- SOURCE PASSAGE
+--
Since I don't have a slide rule clamp thinga-majig:
I took a string my rear sway bar last night and and found that the circumference to be about 8 cm. Then I took the equation C=pi*d and changed for d. Wich is d= pi/c which came out with 2.54 cm. So according to my "awesome" calculations I have a 25.4mm stock rear sway bar??? I think that is kinda big and wrong, but the measurements don't lie do they?


----------



## MyClunkyAss12er (May 16, 2003)

yeah thats wrong cause my upgraded one is 26.5 and its damn near huge compared to the old one. if i remember right the back on is 22mm stock. dont quote me on that though


----------



## minute rice sentra (Mar 21, 2003)

i just measured mine with dial calipers and it's .955" or 2.42cm


----------



## Myetball (Dec 15, 2002)

I believe it's called a vernier caliper.


----------



## Galimba1 (Aug 16, 2002)

not unless its got a dial readout?

oh, and by conversions: 25.4mm = 1in

you've got a 1" swaybar in the back. Not humongous, but at least you've got one.


----------



## minute rice sentra (Mar 21, 2003)

I've got both types of calipers. I've measured it in three different places with my dial calipers(the type with a dial), vernier calipers(the type with a sliding scale), and a pair of dial calipers from vo-tech and they all read the same>>>0.955 which is 2.4257cm
I guess the general measurement for the swaybar is approximate and was never ment to be very precise. Oh well.


----------



## Webfoot (Apr 24, 2003)

minute rice sentra said:


> *I've got both types of calipers. I've measured it in three different places with my dial calipers(the type with a dial), vernier calipers(the type with a sliding scale), and a pair of dial calipers from vo-tech and they all read the same>>>0.955 which is 2.4257cm
> I guess the general measurement for the swaybar is approximate and was never ment to be very precise. Oh well. *











Looks like 1.055 inches as measured where the busing goes.
+--
- ROWS
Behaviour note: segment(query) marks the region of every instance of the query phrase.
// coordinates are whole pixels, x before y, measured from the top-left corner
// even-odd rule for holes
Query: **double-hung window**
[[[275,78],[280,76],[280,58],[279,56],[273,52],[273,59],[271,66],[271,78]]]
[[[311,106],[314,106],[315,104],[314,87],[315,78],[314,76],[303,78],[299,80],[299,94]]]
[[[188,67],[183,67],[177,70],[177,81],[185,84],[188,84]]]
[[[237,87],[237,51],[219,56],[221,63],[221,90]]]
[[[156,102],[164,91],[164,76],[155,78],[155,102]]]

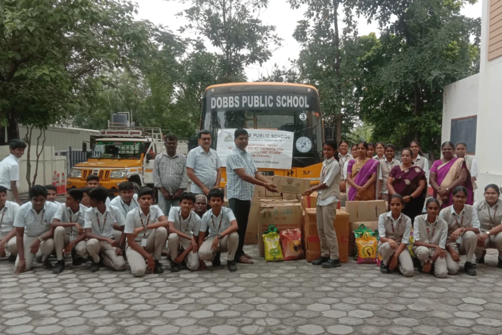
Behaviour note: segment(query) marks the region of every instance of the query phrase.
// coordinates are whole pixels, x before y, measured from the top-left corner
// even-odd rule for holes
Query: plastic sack
[[[374,264],[376,263],[376,250],[378,242],[373,236],[372,232],[366,231],[362,236],[355,239],[357,248],[358,264]]]
[[[302,232],[300,228],[287,229],[279,234],[285,261],[294,261],[303,258],[302,250]]]
[[[284,257],[281,248],[279,234],[274,226],[269,227],[269,232],[263,235],[263,245],[265,250],[265,261],[275,262],[282,261]]]

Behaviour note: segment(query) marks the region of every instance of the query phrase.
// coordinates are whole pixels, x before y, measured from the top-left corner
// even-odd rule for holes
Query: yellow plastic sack
[[[281,248],[279,234],[277,232],[264,234],[263,244],[265,247],[266,261],[276,262],[284,260]]]
[[[355,239],[357,249],[358,264],[372,264],[376,263],[376,250],[378,242],[376,238],[368,232],[364,232],[362,236]]]

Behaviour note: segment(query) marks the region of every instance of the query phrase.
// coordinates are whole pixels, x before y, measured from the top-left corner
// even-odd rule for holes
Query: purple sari
[[[355,160],[351,159],[349,161],[348,166],[347,167],[347,174],[351,174],[354,182],[358,186],[364,186],[371,177],[372,174],[378,174],[378,166],[380,164],[380,162],[379,161],[368,159],[358,170]],[[375,180],[375,184],[372,185],[369,189],[360,192],[361,194],[357,194],[357,190],[355,187],[350,187],[348,195],[349,201],[375,200],[376,199],[376,189],[378,182],[377,177],[377,179]]]
[[[431,172],[436,174],[436,183],[440,187],[445,188],[453,182],[460,174],[460,171],[465,169],[467,172],[467,177],[463,184],[460,186],[464,186],[467,189],[467,200],[466,202],[468,205],[474,203],[474,189],[471,181],[470,173],[465,165],[465,161],[463,158],[455,158],[449,162],[443,163],[439,159],[434,162],[431,167]],[[436,198],[441,204],[441,208],[444,208],[453,204],[453,190],[450,190],[448,196],[448,201],[444,201],[441,197],[438,195],[436,190],[434,192],[434,197]]]

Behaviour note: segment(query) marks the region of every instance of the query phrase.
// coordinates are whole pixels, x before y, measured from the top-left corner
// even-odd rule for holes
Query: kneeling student
[[[425,204],[427,213],[415,218],[413,225],[413,253],[420,261],[422,272],[429,273],[434,266],[434,275],[446,278],[448,274],[445,250],[448,224],[439,217],[439,201],[430,198]]]
[[[413,275],[413,261],[407,247],[411,233],[411,220],[403,214],[404,201],[400,194],[391,197],[391,211],[380,214],[378,232],[380,236],[378,253],[382,255],[380,271],[390,273],[396,267],[405,277]]]
[[[234,261],[239,244],[239,228],[232,210],[222,207],[224,192],[219,188],[213,188],[207,194],[211,210],[202,216],[199,233],[199,257],[201,270],[205,268],[204,261],[212,261],[213,266],[221,265],[220,252],[228,253],[226,265],[230,271],[236,271]],[[204,240],[206,231],[209,228],[209,235]]]
[[[113,240],[113,225],[124,226],[124,219],[118,208],[106,204],[108,190],[96,187],[89,191],[91,208],[84,214],[84,230],[89,239],[87,252],[91,257],[89,270],[95,272],[99,270],[100,257],[103,263],[112,270],[126,269],[126,262],[122,256],[126,241],[123,234],[119,241]]]
[[[138,192],[139,207],[130,211],[126,218],[126,255],[131,271],[136,277],[143,277],[147,267],[151,273],[164,273],[160,261],[167,240],[168,224],[160,208],[152,204],[154,192],[150,187],[140,189]]]
[[[167,220],[169,224],[168,245],[171,252],[171,271],[179,271],[180,263],[184,261],[188,269],[195,271],[199,269],[199,255],[197,242],[193,236],[199,236],[200,218],[192,211],[195,201],[193,193],[183,193],[180,200],[179,207],[171,207]]]
[[[71,255],[73,265],[78,266],[88,256],[83,227],[84,213],[89,208],[80,203],[83,196],[81,190],[69,189],[66,194],[66,206],[63,212],[62,222],[51,224],[51,228],[54,230],[54,249],[57,259],[53,273],[61,273],[64,270],[65,257]]]

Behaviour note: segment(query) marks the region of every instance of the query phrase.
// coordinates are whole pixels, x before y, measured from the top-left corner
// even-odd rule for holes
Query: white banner
[[[279,130],[246,129],[249,134],[246,151],[253,156],[258,168],[290,170],[293,160],[293,133]],[[222,166],[226,166],[226,156],[235,144],[235,129],[218,131],[216,151]]]

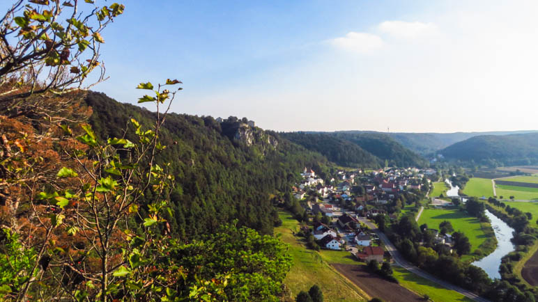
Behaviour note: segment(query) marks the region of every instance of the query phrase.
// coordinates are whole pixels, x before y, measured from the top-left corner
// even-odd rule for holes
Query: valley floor
[[[375,292],[375,289],[367,288],[371,285],[367,285],[364,283],[368,282],[369,284],[371,280],[379,278],[372,275],[369,277],[363,276],[362,281],[360,282],[355,280],[355,277],[358,278],[360,277],[359,275],[364,273],[355,272],[353,269],[350,269],[356,267],[356,269],[359,269],[359,267],[364,267],[364,263],[357,262],[348,252],[328,250],[316,252],[307,249],[302,239],[293,235],[299,230],[298,222],[289,212],[280,212],[279,215],[282,220],[282,225],[276,228],[275,232],[281,237],[284,242],[290,244],[289,251],[293,257],[293,264],[284,283],[291,289],[293,297],[301,290],[307,291],[314,284],[317,284],[321,288],[325,300],[328,301],[367,301],[371,298],[370,295],[377,294],[378,292]],[[344,269],[348,273],[350,273],[350,271],[357,273],[354,276],[345,274],[344,277],[335,269],[335,267],[337,267],[339,271]],[[399,288],[399,291],[408,293],[406,294],[409,294],[409,297],[422,297],[427,294],[433,301],[470,301],[456,292],[443,287],[401,267],[393,267],[393,270],[394,276],[400,283],[400,285],[380,279],[381,285],[387,283],[390,286],[396,286]],[[371,280],[367,280],[365,278]],[[411,294],[408,294],[410,292]],[[414,301],[405,299],[392,299],[389,296],[381,297],[385,301]]]

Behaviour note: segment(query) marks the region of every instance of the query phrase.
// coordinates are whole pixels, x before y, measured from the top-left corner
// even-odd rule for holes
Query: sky
[[[538,129],[534,0],[123,3],[93,88],[119,102],[171,78],[174,112],[277,131]]]

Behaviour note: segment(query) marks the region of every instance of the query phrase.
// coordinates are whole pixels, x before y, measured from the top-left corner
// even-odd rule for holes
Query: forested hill
[[[373,131],[347,131],[348,134],[375,134],[387,135],[404,147],[422,155],[430,155],[454,143],[465,141],[474,136],[484,135],[521,134],[536,132],[535,130],[498,131],[489,132],[454,132],[454,133],[406,133],[406,132],[378,132]]]
[[[316,151],[340,166],[347,167],[379,168],[381,160],[358,145],[324,133],[283,133],[282,136],[305,148]]]
[[[479,136],[440,150],[445,159],[486,165],[538,164],[538,133]]]
[[[404,147],[390,136],[381,133],[337,132],[335,137],[351,142],[368,151],[390,166],[424,166],[426,161],[420,155]]]
[[[121,137],[131,117],[146,125],[155,120],[155,113],[102,93],[90,93],[86,102],[93,110],[90,123],[102,137]],[[278,216],[270,195],[289,190],[305,166],[322,176],[326,170],[327,159],[318,153],[238,122],[172,113],[160,137],[167,148],[158,160],[171,164],[177,182],[169,221],[182,239],[212,233],[234,218],[271,233]]]

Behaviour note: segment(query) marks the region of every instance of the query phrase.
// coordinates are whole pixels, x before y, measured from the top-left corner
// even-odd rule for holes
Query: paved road
[[[493,196],[496,196],[497,192],[495,191],[495,180],[491,180],[491,184],[493,186]]]
[[[392,259],[394,260],[394,262],[396,263],[397,265],[399,265],[407,269],[408,271],[410,271],[411,273],[415,273],[415,275],[420,276],[425,279],[428,279],[430,281],[434,282],[444,287],[458,292],[459,293],[463,294],[463,296],[466,296],[469,299],[471,299],[472,300],[475,300],[479,302],[489,302],[489,300],[482,298],[478,295],[477,295],[476,294],[472,293],[470,291],[464,289],[456,285],[453,285],[446,281],[443,281],[436,277],[434,277],[431,274],[422,271],[418,267],[411,264],[410,263],[409,263],[408,262],[407,262],[404,259],[404,257],[402,257],[401,255],[400,255],[400,253],[396,249],[394,246],[392,245],[392,244],[390,242],[390,240],[389,240],[389,239],[383,232],[380,231],[377,228],[376,225],[369,222],[367,219],[365,219],[365,218],[359,218],[359,220],[360,221],[360,222],[366,224],[374,232],[375,232],[376,234],[378,235],[378,237],[383,241],[383,243],[385,244],[385,247],[386,248],[387,251],[388,251],[388,252],[390,253],[390,255],[392,256]]]
[[[424,207],[421,206],[420,209],[418,210],[418,213],[417,214],[417,216],[415,217],[415,221],[418,221],[418,220],[420,218],[420,215],[422,214],[422,211],[424,210]]]

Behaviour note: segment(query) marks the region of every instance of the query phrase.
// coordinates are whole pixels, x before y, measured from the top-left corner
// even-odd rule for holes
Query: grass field
[[[463,193],[467,196],[478,198],[482,196],[486,196],[486,198],[491,197],[493,196],[493,186],[491,180],[471,178],[467,182],[467,184],[465,185]]]
[[[536,220],[538,218],[538,202],[525,202],[521,201],[503,201],[506,205],[515,207],[523,213],[530,212],[532,214],[532,219],[529,221],[529,226],[538,228],[536,224]]]
[[[466,296],[447,289],[437,283],[419,277],[406,269],[399,267],[392,267],[394,276],[400,282],[400,285],[407,287],[421,296],[427,294],[434,301],[471,301]]]
[[[503,200],[508,199],[510,196],[514,196],[514,199],[516,200],[532,200],[538,199],[538,189],[536,188],[498,184],[495,191],[497,191],[497,197],[500,198],[500,196],[502,196],[502,199]]]
[[[433,189],[430,193],[430,197],[439,197],[441,194],[446,196],[448,189],[449,187],[447,186],[447,183],[445,182],[433,182]]]
[[[428,228],[439,230],[439,223],[445,220],[450,221],[454,231],[461,231],[469,238],[471,252],[488,238],[477,218],[457,209],[424,209],[418,224],[426,223]]]
[[[293,232],[299,230],[298,222],[286,212],[281,212],[279,216],[282,220],[282,225],[276,228],[275,232],[280,234],[282,240],[290,245],[289,251],[293,257],[293,264],[284,283],[291,290],[294,298],[299,292],[308,291],[310,287],[317,284],[328,301],[368,299],[369,297],[362,289],[342,276],[327,261],[341,263],[357,262],[346,258],[347,255],[345,251],[323,251],[318,253],[306,249],[300,238],[293,235]]]

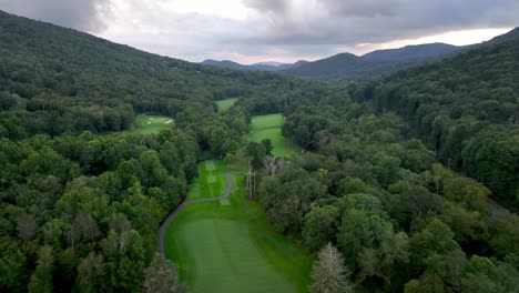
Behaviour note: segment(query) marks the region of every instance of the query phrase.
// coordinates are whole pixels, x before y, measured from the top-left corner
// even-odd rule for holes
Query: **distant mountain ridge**
[[[459,47],[448,43],[426,43],[406,46],[399,49],[376,50],[362,55],[362,58],[386,61],[411,61],[415,59],[447,54],[459,49]]]
[[[261,71],[281,71],[289,68],[295,68],[302,64],[307,63],[308,61],[305,60],[299,60],[295,63],[281,63],[281,62],[258,62],[250,65],[245,64],[240,64],[237,62],[231,61],[231,60],[213,60],[213,59],[207,59],[201,62],[201,64],[204,65],[213,65],[217,68],[228,68],[228,69],[240,69],[240,70],[261,70]]]
[[[312,79],[365,80],[381,75],[415,62],[460,50],[447,43],[406,46],[398,49],[376,50],[364,55],[340,53],[282,72]]]
[[[302,60],[292,64],[261,62],[244,65],[228,60],[205,60],[202,64],[240,70],[279,71],[291,75],[309,79],[365,80],[383,75],[428,59],[441,58],[477,46],[505,42],[517,38],[519,38],[519,28],[498,36],[490,41],[465,47],[436,42],[406,46],[398,49],[376,50],[364,55],[339,53],[313,62]]]

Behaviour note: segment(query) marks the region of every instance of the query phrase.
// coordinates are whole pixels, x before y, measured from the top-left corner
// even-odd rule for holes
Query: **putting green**
[[[222,161],[201,162],[199,170],[189,199],[223,194],[225,172],[238,171]],[[275,233],[263,209],[245,200],[243,175],[232,179],[230,198],[193,203],[177,214],[166,231],[166,256],[192,292],[306,292],[311,256]]]
[[[296,154],[299,149],[294,142],[282,135],[281,128],[283,123],[284,118],[282,114],[253,117],[248,138],[256,142],[269,139],[274,145],[272,153],[276,156]]]
[[[161,130],[174,128],[175,122],[169,117],[139,114],[135,124],[135,131],[141,134],[156,134]]]
[[[236,101],[237,101],[237,98],[216,101],[216,105],[218,107],[218,112],[227,111],[231,107],[234,105]]]

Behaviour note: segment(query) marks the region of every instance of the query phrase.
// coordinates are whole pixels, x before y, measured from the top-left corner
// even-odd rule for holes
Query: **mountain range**
[[[278,71],[309,79],[366,80],[421,61],[449,55],[460,50],[470,49],[477,46],[503,42],[515,38],[519,38],[519,28],[516,28],[506,34],[498,36],[487,42],[464,47],[447,43],[425,43],[406,46],[398,49],[376,50],[364,55],[339,53],[312,62],[298,61],[292,64],[263,62],[244,65],[228,60],[205,60],[202,63],[241,70]]]
[[[231,60],[217,61],[207,59],[201,62],[204,65],[213,65],[217,68],[240,69],[240,70],[262,70],[262,71],[282,71],[291,68],[295,68],[302,64],[308,63],[308,61],[299,60],[295,63],[281,63],[281,62],[258,62],[254,64],[240,64]]]

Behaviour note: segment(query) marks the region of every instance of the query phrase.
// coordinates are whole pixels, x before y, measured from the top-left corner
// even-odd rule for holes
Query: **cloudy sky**
[[[0,0],[0,10],[195,62],[469,44],[519,26],[518,0]]]

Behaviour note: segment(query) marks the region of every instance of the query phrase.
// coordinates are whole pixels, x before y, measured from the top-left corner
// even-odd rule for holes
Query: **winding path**
[[[194,199],[194,200],[190,200],[190,201],[184,201],[182,204],[180,204],[179,206],[176,206],[176,209],[166,218],[166,220],[164,221],[164,223],[162,223],[162,226],[161,226],[161,232],[160,232],[160,235],[159,235],[159,246],[161,249],[161,254],[162,256],[165,257],[165,250],[164,250],[164,236],[165,236],[165,232],[167,230],[167,226],[170,226],[171,222],[173,222],[173,220],[175,219],[175,216],[187,205],[191,205],[193,203],[196,203],[196,202],[210,202],[210,201],[220,201],[220,200],[223,200],[223,199],[226,199],[228,198],[228,195],[231,195],[231,189],[233,188],[233,179],[232,179],[232,175],[233,174],[242,174],[241,172],[226,172],[225,173],[225,179],[227,180],[227,188],[225,189],[225,192],[223,195],[220,195],[217,198],[210,198],[210,199]]]

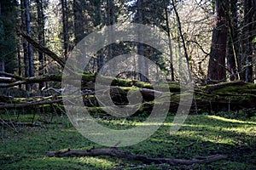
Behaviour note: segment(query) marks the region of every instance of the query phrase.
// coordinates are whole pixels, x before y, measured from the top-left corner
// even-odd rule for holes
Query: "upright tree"
[[[65,60],[67,60],[67,54],[68,54],[68,45],[69,45],[67,3],[67,0],[61,0],[61,11],[62,11],[64,58]]]
[[[239,77],[238,71],[238,8],[237,0],[230,1],[230,10],[228,18],[228,54],[227,54],[227,69],[230,75],[230,80],[237,80]]]
[[[215,26],[212,31],[208,79],[213,82],[226,79],[227,12],[229,0],[215,0]]]
[[[17,2],[0,0],[0,71],[14,72],[16,68]]]
[[[38,11],[38,42],[45,45],[44,42],[44,2],[42,0],[36,0]],[[38,51],[39,71],[38,75],[42,76],[44,73],[44,54],[42,51]],[[42,89],[45,86],[45,82],[39,83],[39,88]]]
[[[243,54],[246,60],[245,81],[253,82],[253,21],[255,20],[254,0],[244,0]],[[253,20],[254,19],[254,20]]]

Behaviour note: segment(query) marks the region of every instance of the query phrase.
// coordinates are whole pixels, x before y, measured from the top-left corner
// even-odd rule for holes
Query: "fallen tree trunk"
[[[137,155],[129,151],[120,150],[117,148],[92,148],[90,150],[67,150],[66,151],[48,151],[46,152],[48,156],[110,156],[114,157],[125,158],[128,160],[140,161],[143,163],[150,164],[162,164],[166,163],[171,166],[177,165],[193,165],[193,164],[203,164],[212,162],[218,162],[226,159],[226,156],[214,155],[209,156],[195,156],[191,160],[183,159],[170,159],[170,158],[153,158],[147,156]]]

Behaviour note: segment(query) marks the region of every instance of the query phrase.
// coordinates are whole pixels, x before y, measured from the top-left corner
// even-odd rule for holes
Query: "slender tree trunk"
[[[24,0],[24,6],[25,6],[25,20],[26,20],[26,32],[29,36],[32,36],[29,0]],[[27,43],[27,54],[28,54],[28,65],[29,65],[29,77],[31,77],[35,76],[33,50],[31,43]],[[36,87],[34,84],[31,84],[31,88],[34,89]]]
[[[253,18],[254,14],[253,0],[244,1],[244,52],[246,59],[245,81],[253,82]]]
[[[19,40],[19,42],[20,42],[20,40]],[[21,75],[21,56],[20,56],[20,43],[18,43],[18,75],[19,76],[22,76]],[[19,88],[21,88],[21,84],[19,85]]]
[[[213,29],[208,79],[214,82],[225,81],[225,57],[227,45],[227,11],[229,0],[215,0],[216,27]]]
[[[143,0],[137,0],[137,17],[138,17],[138,23],[139,24],[143,24]],[[139,42],[143,42],[143,31],[140,29],[138,29],[138,41]],[[137,54],[141,56],[144,57],[144,46],[143,43],[138,43],[137,45]],[[147,82],[147,71],[146,71],[146,62],[144,58],[140,58],[139,60],[139,63],[138,63],[138,66],[139,66],[139,71],[140,71],[140,74],[139,74],[139,79],[142,82]]]
[[[102,0],[96,0],[94,2],[96,8],[96,20],[94,20],[94,26],[98,26],[102,24]],[[97,54],[97,72],[100,71],[101,68],[104,65],[104,55],[102,50],[100,50]]]
[[[43,1],[37,0],[37,8],[38,8],[38,42],[44,45],[44,14],[43,8]],[[38,51],[38,60],[39,60],[39,76],[44,75],[44,53]],[[39,89],[42,89],[45,86],[45,82],[39,82]]]
[[[170,26],[169,26],[169,17],[168,17],[167,7],[165,7],[165,13],[166,13],[166,31],[167,31],[167,36],[168,36],[171,81],[174,81],[174,71],[173,71],[173,65],[172,65],[172,62],[173,62],[173,60],[172,60],[172,40],[171,40],[171,32],[170,32]]]
[[[173,9],[174,9],[174,12],[175,12],[175,14],[176,14],[176,17],[177,17],[177,24],[178,24],[179,35],[180,35],[180,37],[182,38],[182,42],[183,42],[183,47],[184,55],[185,55],[186,63],[187,63],[187,71],[188,71],[188,74],[189,74],[189,82],[192,82],[192,75],[191,75],[191,71],[190,71],[189,60],[189,55],[188,55],[188,52],[187,52],[185,39],[184,39],[183,31],[182,31],[181,21],[180,21],[179,15],[178,15],[178,13],[177,11],[174,1],[172,0],[172,2]]]
[[[238,79],[237,73],[237,50],[238,50],[238,14],[237,14],[237,0],[230,1],[230,12],[228,15],[229,21],[229,38],[228,38],[228,54],[227,67],[230,74],[230,80]]]
[[[74,36],[75,44],[84,38],[84,27],[83,16],[82,0],[73,0],[73,15],[74,15]]]
[[[22,22],[22,29],[26,31],[26,12],[25,12],[25,0],[20,0],[20,8],[21,8],[21,22]],[[24,37],[21,37],[22,46],[23,46],[23,61],[24,61],[24,72],[25,76],[29,77],[29,62],[28,62],[28,52],[27,52],[27,44],[28,42]],[[26,90],[30,89],[30,85],[26,84]]]
[[[62,26],[63,26],[63,40],[64,40],[64,58],[67,59],[69,36],[67,28],[67,0],[61,0],[61,10],[62,10]]]
[[[1,2],[0,2],[0,17],[1,17],[1,15],[2,15],[2,5],[1,5]],[[1,36],[4,36],[4,35],[1,35]],[[3,38],[3,37],[1,37],[1,38]],[[5,62],[4,62],[4,60],[2,59],[1,60],[0,60],[0,71],[5,71]]]

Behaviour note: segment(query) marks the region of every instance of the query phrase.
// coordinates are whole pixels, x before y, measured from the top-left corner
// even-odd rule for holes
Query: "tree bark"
+--
- TASK INSTRUCTIONS
Reproduce the part of the sway bar thread starting at "Since I don't" and ending at "lie do they?", substituting "perimeter" for "circumference". The items aren't needed for any of this.

- WORKED ANSWER
Since I don't have a slide rule clamp thinga-majig:
I took a string my rear sway bar last night and and found that the perimeter to be about 8 cm. Then I took the equation C=pi*d and changed for d. Wich is d= pi/c which came out with 2.54 cm. So according to my "awesome" calculations I have a 25.4mm stock rear sway bar??? I think that is kinda big and wrong, but the measurements don't lie do they?